■ Exercise directions:
Repeat the entire listing exactly as written.
-------- Data in this exercise --------
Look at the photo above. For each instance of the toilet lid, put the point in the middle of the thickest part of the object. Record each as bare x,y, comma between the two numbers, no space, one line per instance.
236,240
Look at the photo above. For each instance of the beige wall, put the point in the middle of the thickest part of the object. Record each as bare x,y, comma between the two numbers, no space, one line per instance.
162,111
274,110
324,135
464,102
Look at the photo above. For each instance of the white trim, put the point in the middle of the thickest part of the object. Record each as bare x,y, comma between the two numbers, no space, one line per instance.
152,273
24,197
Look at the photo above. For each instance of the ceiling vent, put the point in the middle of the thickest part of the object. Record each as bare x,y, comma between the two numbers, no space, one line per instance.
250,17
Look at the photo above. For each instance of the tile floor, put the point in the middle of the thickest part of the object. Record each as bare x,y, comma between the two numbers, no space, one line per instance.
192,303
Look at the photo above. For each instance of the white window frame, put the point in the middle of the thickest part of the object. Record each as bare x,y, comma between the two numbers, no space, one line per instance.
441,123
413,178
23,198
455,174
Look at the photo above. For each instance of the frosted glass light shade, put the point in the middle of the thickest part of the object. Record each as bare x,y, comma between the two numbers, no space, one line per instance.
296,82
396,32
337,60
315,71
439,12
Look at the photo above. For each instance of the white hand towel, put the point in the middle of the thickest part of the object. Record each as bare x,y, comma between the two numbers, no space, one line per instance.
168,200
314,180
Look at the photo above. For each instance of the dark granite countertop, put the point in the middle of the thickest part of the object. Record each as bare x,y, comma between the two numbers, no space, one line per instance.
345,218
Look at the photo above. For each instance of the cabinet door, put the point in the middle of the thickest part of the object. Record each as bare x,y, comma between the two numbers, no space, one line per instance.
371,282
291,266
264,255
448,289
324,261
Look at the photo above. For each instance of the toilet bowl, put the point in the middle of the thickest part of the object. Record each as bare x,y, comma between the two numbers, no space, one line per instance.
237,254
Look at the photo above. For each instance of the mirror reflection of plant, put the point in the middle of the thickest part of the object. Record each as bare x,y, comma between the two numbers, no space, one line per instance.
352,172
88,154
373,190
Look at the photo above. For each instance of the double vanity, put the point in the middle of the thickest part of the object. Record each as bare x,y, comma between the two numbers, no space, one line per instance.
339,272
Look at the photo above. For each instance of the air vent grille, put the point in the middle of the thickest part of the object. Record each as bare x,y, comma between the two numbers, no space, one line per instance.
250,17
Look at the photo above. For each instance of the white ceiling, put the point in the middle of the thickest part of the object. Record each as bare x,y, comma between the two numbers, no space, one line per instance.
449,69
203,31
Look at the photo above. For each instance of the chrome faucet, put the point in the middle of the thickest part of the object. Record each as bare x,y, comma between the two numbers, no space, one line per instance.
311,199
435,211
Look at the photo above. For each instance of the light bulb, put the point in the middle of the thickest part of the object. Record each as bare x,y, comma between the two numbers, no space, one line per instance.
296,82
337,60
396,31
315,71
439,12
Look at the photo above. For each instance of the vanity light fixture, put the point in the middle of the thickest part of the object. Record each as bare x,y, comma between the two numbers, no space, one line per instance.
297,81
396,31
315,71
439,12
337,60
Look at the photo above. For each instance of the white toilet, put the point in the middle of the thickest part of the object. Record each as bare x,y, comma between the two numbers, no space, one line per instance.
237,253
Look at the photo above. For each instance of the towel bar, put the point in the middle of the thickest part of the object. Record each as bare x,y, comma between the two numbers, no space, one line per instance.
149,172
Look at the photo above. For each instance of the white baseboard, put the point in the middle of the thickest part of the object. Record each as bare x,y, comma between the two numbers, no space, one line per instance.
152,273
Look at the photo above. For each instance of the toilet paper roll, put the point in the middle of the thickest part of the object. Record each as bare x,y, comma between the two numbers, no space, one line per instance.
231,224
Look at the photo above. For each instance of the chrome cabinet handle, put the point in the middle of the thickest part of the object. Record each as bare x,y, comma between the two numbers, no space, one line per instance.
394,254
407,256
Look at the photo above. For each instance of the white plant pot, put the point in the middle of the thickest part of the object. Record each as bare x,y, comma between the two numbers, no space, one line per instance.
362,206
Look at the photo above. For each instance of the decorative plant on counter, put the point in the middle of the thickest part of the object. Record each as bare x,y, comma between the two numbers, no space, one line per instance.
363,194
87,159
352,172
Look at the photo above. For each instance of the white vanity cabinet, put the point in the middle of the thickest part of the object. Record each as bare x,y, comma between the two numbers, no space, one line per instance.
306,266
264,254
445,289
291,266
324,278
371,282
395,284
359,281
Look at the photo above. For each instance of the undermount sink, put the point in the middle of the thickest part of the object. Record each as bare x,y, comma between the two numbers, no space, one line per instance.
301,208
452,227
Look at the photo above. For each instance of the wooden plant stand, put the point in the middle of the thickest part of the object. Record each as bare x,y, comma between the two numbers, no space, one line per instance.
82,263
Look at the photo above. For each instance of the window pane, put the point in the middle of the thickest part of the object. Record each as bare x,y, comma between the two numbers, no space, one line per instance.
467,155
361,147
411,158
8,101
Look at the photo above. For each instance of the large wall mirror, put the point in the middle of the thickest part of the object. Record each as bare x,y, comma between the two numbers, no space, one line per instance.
--------
■ Response for this exercise:
Look at the photo above. For each instance of the toilet lid, put the point in the middle of the thickest part of the object. Record each as bare x,y, comma between the two numbers, no space, one line per instance.
236,240
Look at the photo above. For each instance of the beige wall, put the point in the middle of the thickest part of the object. Record each as bare x,y, comma between the two numbers, no space, one line per instance.
162,111
274,110
324,135
464,102
Look at the photo above. For each instance of the white trim, put the point in the middle of the thickest part of the object. Record each as bare x,y, comma between the two numbers, no space, one line per instance.
152,273
24,197
Look at the photo above. For each instance of the ceiling vent, put the point in the middle of the thickest part of the object. Record each as bare x,y, comma between the two numbers, no space, one line per instance.
250,17
Look at the photo above. For each instance of the tile floor, put the point in the middle of the thickest part of the object. Record each as bare x,y, comma between the two numbers, no space, one line per instance.
192,303
Look at the photo above. For each instance of the white window frame, put the point in the middle of the thickest part of the object. Record each as bare x,y, comma between the two numbers, no space, one line per instance.
441,123
413,178
23,198
455,174
Look at the photo above. For each instance of the frosted glass light shade, put the point in the middle of the thickest part of the object. Record each as bare x,y, comma between the two numbers, no space, one line per instance.
296,82
396,32
337,60
315,71
439,12
Look at the photo above. For each instance of the white hand towel, put the point in the middle of the thickest part of the object. Record each as bare x,y, comma between the two numbers, no space, one line per instance.
168,200
314,180
Look at the photo above. For each instance of the dark granite countertop, put the point in the middle of the thickest part of the object. Record each as bare x,y, comma between the two numbers, no space, one line per instance.
345,218
Look at the photo above. For each instance of the cabinet door, put the point in the middle of the thickest part of the object. Record each as bare x,y, comma between the two numbers, no space, one line per instance.
371,282
291,266
264,255
448,289
324,261
Look at the photo above. For each instance of the toilet bowl, put the point in the middle of the thickest part of the object. Record each as bare x,y, comma between the two numbers, no space, one line per instance.
237,254
Look at the photo above. For each instance of the mirror reflection of plant, put the point in the middle of the thickest part of the object. Record each as bare x,y, comma between the two numbers, no space, one line per instance.
352,172
88,154
373,190
Look at the photo above. For each instance of the double vanity, put the point in the middle of the thickest part of the object. Record each as bare x,y, comma between the two numbers, no space, one line per instance.
339,272
Look at the photo above. For each instance of the air vent grille, put the point in the middle of the thickest part of the object. Record each as bare x,y, comma between the two numbers, no space, one line per instance.
250,17
Look at the photo above. For each instance of the white ceiling, put the point in the middle of the thickest part of the object. Record each as bare x,y, comma between the two numbers, no space, one line per instance.
449,69
203,31
Look at the photo above. For each instance of the chrome faucet, put the point in the middle of the thickest part of the object. Record each as bare x,y, comma between the two numbers, no space, one line per instance.
311,199
435,211
Look at the photo above. For each instance of the light bulb, put the point in the middle of the thickest part of the object. Record each as bare x,y, comma between the two numbers, no space, one line per instance.
296,82
337,60
396,31
315,71
439,12
Look at the photo above. For each instance of the vanity light fixture, put the point in the middle of the thickest part of the object. Record each as bare x,y, comma between the two numbers, no space, one line per instance.
297,81
396,31
315,71
439,12
337,60
Look at the photo above. For each instance of the white toilet, put the point in the middle of the thickest part of the object. Record each as bare x,y, comma between the two numbers, no space, one line per instance.
237,253
Look at the photo above. For each instance of the towel bar, put the point in the middle of the thickest part of the object. Record each as bare x,y, comma between the two numbers, no space, one line per instance.
149,172
Look at the photo above. For each instance of the white baseboard, put the point in the middle of the thickest part of the object. Record each as bare x,y, comma between the two numbers, no space, one line per instance.
152,273
Look at the photo above. For each instance of the toilet paper roll, put the point in the middle of the thickest part of the object. Record each as bare x,y, comma between the two numbers, no space, one line per instance.
231,224
Look at the photo above. For each instance of the chrome cabinet handle, put the point in the middle of the thickest part of the object. Record each as bare x,y, comma between the two numbers, no space, one line per instance.
394,254
407,256
Look at the photo above. For each instance of the white plant pot, put the point in the middle of the thickest part of the object. Record each as bare x,y, comma between the two numbers, no space, one line per instance.
362,206
Look at the photo above. For each instance of the decorative plant on counter, put the point in the middle of the thickest part of the object. Record each as bare x,y, comma between the two numbers, no space, one line per instance.
363,194
87,159
352,172
Look at the photo above. For each instance of the white vanity cabinet, put the point in the middle of the thickest part of the object. Record each as bare x,y, comma between the two numbers, no space, one line per instance.
306,266
264,254
445,289
291,266
324,278
371,282
395,284
359,281
Look at the photo above. For each instance of the undermount sink, put the point in the middle of the thickest part of the object. Record each as bare x,y, comma between the two numbers, no space, one line per instance.
301,208
452,227
Look at the photo above. For each instance of the wooden plant stand, put the point in the middle of the thickest part of the object. Record each as bare x,y, comma between the two numbers, no space, one line per instance.
82,263
Look at the photo above. For each instance of the window pane, put the point in the middle of the thickest part of the object. Record each as bare x,y, comma between the two numbers, no space, one line per instance.
467,155
361,147
411,158
8,101
Look at the photo above. For each instance of the large wall mirror, put the point in the middle of the thickest part of the object. Record each as bare x,y, comma between the two numbers, no space, one line per instance.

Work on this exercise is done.